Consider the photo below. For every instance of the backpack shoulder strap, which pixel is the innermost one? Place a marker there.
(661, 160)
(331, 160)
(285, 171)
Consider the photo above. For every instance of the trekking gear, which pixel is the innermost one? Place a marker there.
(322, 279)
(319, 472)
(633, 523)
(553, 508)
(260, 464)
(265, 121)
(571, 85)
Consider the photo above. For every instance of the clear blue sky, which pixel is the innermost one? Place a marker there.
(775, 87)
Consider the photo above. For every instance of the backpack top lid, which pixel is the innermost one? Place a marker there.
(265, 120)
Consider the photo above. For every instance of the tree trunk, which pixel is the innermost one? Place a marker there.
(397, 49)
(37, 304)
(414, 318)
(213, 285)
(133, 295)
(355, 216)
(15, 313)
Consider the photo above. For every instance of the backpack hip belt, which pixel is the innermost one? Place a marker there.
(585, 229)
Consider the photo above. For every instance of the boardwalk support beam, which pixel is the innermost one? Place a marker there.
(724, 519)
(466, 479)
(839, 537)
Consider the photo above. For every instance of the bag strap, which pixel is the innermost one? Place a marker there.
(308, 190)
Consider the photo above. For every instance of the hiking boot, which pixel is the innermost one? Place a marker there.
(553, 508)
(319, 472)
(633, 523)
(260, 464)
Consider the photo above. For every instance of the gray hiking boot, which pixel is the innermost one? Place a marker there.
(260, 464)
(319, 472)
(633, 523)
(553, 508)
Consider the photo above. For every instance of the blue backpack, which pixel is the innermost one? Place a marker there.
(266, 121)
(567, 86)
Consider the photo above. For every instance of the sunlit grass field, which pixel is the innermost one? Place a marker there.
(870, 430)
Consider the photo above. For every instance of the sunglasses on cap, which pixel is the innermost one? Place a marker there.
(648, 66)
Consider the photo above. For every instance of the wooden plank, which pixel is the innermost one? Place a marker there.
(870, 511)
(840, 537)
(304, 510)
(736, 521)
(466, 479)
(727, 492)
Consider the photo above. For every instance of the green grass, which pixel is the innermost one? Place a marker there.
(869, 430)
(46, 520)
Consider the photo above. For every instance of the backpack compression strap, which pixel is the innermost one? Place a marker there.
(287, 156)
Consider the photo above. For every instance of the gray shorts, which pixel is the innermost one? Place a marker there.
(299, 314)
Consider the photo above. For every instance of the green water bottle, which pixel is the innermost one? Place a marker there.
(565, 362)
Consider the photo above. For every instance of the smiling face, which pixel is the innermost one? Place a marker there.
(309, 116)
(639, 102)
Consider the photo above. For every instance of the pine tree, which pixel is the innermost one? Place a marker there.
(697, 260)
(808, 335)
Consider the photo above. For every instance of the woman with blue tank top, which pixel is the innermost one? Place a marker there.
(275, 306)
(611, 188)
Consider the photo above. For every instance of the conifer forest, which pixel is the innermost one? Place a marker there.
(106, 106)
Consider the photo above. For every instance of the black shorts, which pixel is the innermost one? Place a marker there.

========================

◆ What you have to do:
Please restate the material above exactly, line by line.

◆ Completed exercise:
Consider the photo below. For every instance of the backpack shoulder strap, which pixel is the innermost one? Place a marker there.
(661, 160)
(331, 160)
(285, 171)
Consider the photo above. For every instance of the trekking gear, which pixel is the innermost one? Place a marker there.
(322, 279)
(319, 472)
(633, 523)
(553, 508)
(260, 464)
(265, 121)
(571, 85)
Consider the photo above. For every instance of the clear blue sky, which pixel is the innermost one? Place a marker there.
(775, 87)
Consider the photo above. For every instance of the backpack top lid, which pixel is the innermost one? Place a marker there.
(265, 120)
Consider the photo above. For every instance of the tree trunk, which pixel is the innermost one? Place a marker there.
(397, 49)
(37, 304)
(414, 318)
(213, 285)
(133, 295)
(355, 216)
(15, 313)
Consider the photo above. For every instance of the backpack hip belt, which pixel is the innermost one? Place a marker there.
(585, 229)
Consider the photo above. For every instance of the boardwalk support beam, which pixel is the innermost one? Place a marker there.
(724, 519)
(466, 479)
(839, 537)
Consider the photo above. For every instance of the bag strap, which pixel is the innermost one? Place a marker there.
(308, 190)
Consider the photo above. For every instance of the hiking boot, which pixel is the innermost one? Place a marker there.
(553, 508)
(319, 472)
(633, 523)
(260, 464)
Consider the photo above. For every instance of the gray hiking boot, which pixel is the innermost one? Place a marker there.
(260, 464)
(319, 472)
(633, 523)
(553, 508)
Consider the photo above. For every instance of the blue backpack, which pixel is the innermost one? Place a marker there.
(266, 121)
(567, 86)
Consider the photo above. For every instance of the sunlit grass field, which pixel is the innermost one? Place a marker there.
(870, 430)
Consider the photo above. For every instance of the sunglasses on cap, which pixel is the innermost one? Place a marker there.
(648, 66)
Consider the photo above. For every instance of the wooden plank, which pixel is the innermost one? Place a marker there.
(870, 511)
(840, 537)
(304, 510)
(736, 521)
(466, 479)
(727, 492)
Consider the photo above. For every instance of the green grass, which pixel is the innermost one? Place a marker there.
(869, 430)
(46, 520)
Consider the photo above. For every instance of the backpack compression strap, which pixel is the innermost one? Place a marker there.
(287, 156)
Consider the photo above. For every instance of the gray shorts, which pixel is the innermost one? Place a marker there.
(299, 314)
Consider the photo above. For every instance of the green water bottle, which pixel is the innermost one? Place a marker there.
(565, 362)
Consider the photo above. For every instance of the smiling face, which pixel is the innermost one? Place a marker there.
(309, 116)
(639, 102)
Consider the photo above. For every instance of the pine tree, which pixel is the innermost one? Place a marker there.
(697, 260)
(808, 335)
Consider the photo above. For every instance of the woman with blue tank top, which pixel is the innermost one? Place a marker there.
(275, 306)
(611, 188)
Consider the photo above. For every instance of the conifer forest, which pixel is the innermost one? Place a marker there.
(106, 106)
Consider the photo above. For every instance of the black shorts, which pixel is the innermost one? Place a marker there.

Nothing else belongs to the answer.